— EXTRACT TO READ —

*****

An upward revision in GDP growth estimates may not be sufficient in boosting the euro. Traders must watch for any comments on the euro’s strength and to what extent the bank communicates its preoccupation with further gains.
Traders should also watch the U.S. weekly jobless claims (8:30 am) for whether last week’s release showing the highest increase in 13 months (357K) was a result of seasonal factors related to Thanksgiving holiday or a slowing U.S. job market. Today’s release is expected to show 320K, which may not trigger major reaction as the release will be eclipsed by the European Central Bank press conference due at the same time. In order for weekly jobless claims to elicit any type of move in the dollar, claims may have to come in below 310K to 315K (dollar positive) or remain above 330K to 340K (dollar negative). Recall that the four-week average also stands at the highest on over a year at 325K.
Euro nervously awaits ECB conference
Our expectation for a modest euro pullback hinges largely on technical factors to prolong into early next week, but that should not take away from the euro’s long-term fundamental rally. We do not think the ECB press conference will communicate any new insights on the policy horizon in addition to signaling that interest rates remain low and the Euro zone expansion remaining robust.
As traders shift attention to Friday’s U.S. non-farm payrolls, markets will look for any sign of vindication for the Federal Reserve, whose assessment on the economy is proving more optimistic than that of the market. Interim support starts at 1.3250, followed by 1.3220. Key foundation stands at 1.3180. Upside capped at 1.3320, followed by 1.3350.
Yen sustains strength.
Yen strength escalated in Asian trade after Bank of Japan's policy board member Iwata did not comment on monetary policy, allowing traders to bid up the currency. Comments from Ministry of Finance’s Watanabe indicating recent data did not show deterioration in economic conditions helped drag the dollar towards 114.80.
The People's Bank of China report indicated the U.S. dollar faces downside risk if capital stops flowing into the United States and the trade current account imbalance grows faster than GDP growth. The report raised the risk of investors' appetite for U.S. financial assets and mentioned the possibility of portfolio adjustment from Asian countries and oil exporters to address excess liquidity problems. The report did not indicate anything about China’s own diversification moves.
Yen traders may be reluctant to sell the currency and send the dollar back towards the 116 level before this month’s tankan survey, which could boost speculation for a December rate hike.
USD/JPY sees room for further downside towards 114.80, followed by 114.50. Upside moves seen facing interim resistance at 115.20, followed by 115.45-50.
Sterling vulnerable to further declines
The Bank of England’s decision to hold rates unchanged at 5.0% is giving a modest nudge to the pound, but we detect increased signs of toppishness in cable, making 1.9550 a realistic target before end of the week. Although short sterling contracts account for the possibility of one more rate hike next year, that could well be influenced by the minutes of today’s meeting due in a fortnight. Meanwhile, tomorrow’s U.S. payrolls will contain sufficient variables that could help extend profit taking in European FX
GBP/JPY remains bearish with 225.50 as an interim target, followed by 225.00. Cable’s preliminary support stands at 1.9630, followed by 1.9580. Key foundation stands at 1.9550. Upside capped at 1.9680, followed by 1.9730.

*****

— WRITTEN INSTRUCTION —
Print everything in the currency market commentary from "Yen sustains strength." down to "dollar towards 114.80.". The listing that follows comes from a separate source.

— DATA LINES —
*****

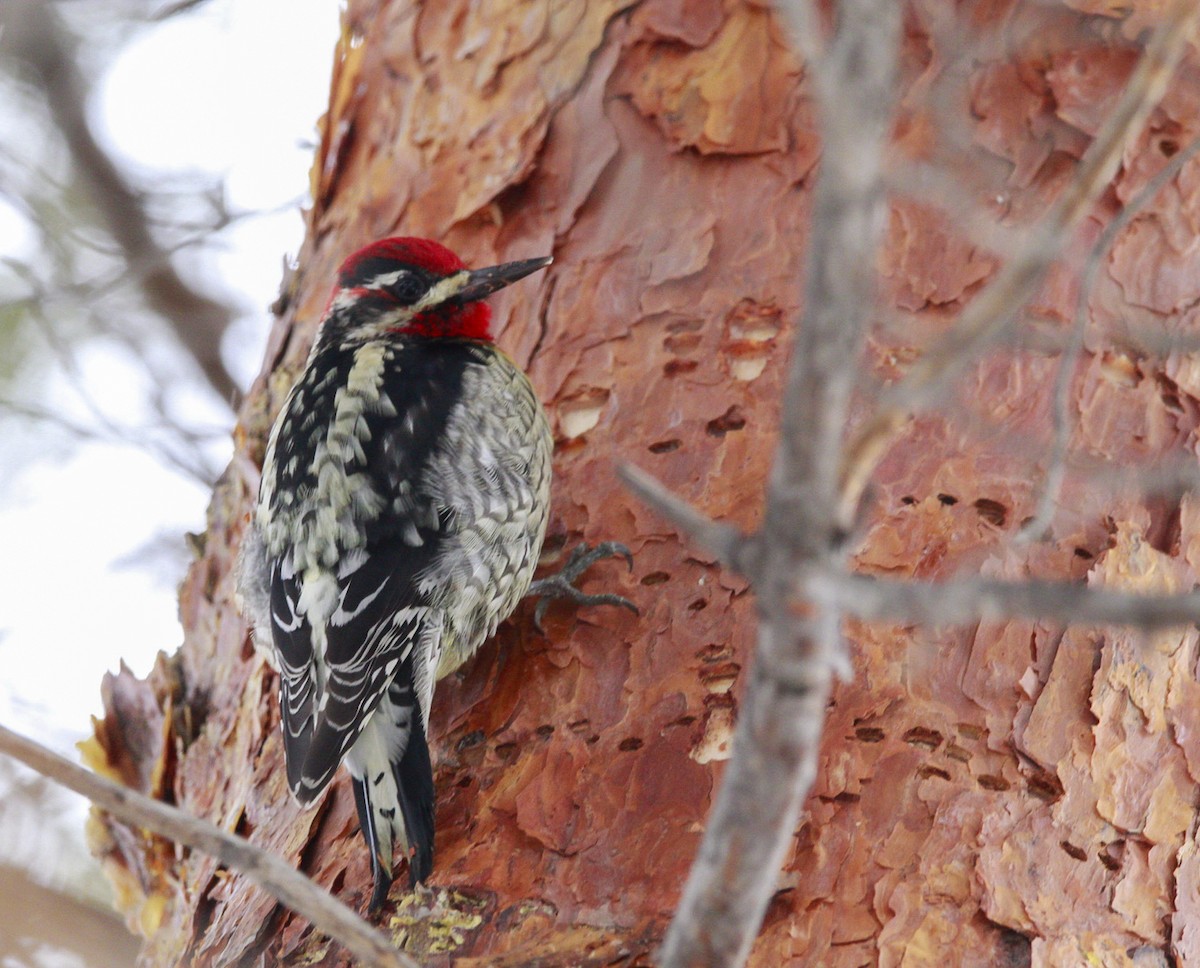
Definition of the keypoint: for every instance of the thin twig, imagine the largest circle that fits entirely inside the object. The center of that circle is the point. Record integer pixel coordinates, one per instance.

*****

— RESPONSE TO THIS EXERCISE —
Yen sustains strength.
Yen strength escalated in Asian trade after Bank of Japan's policy board member Iwata did not comment on monetary policy, allowing traders to bid up the currency. Comments from Ministry of Finance’s Watanabe indicating recent data did not show deterioration in economic conditions helped drag the dollar towards 114.80.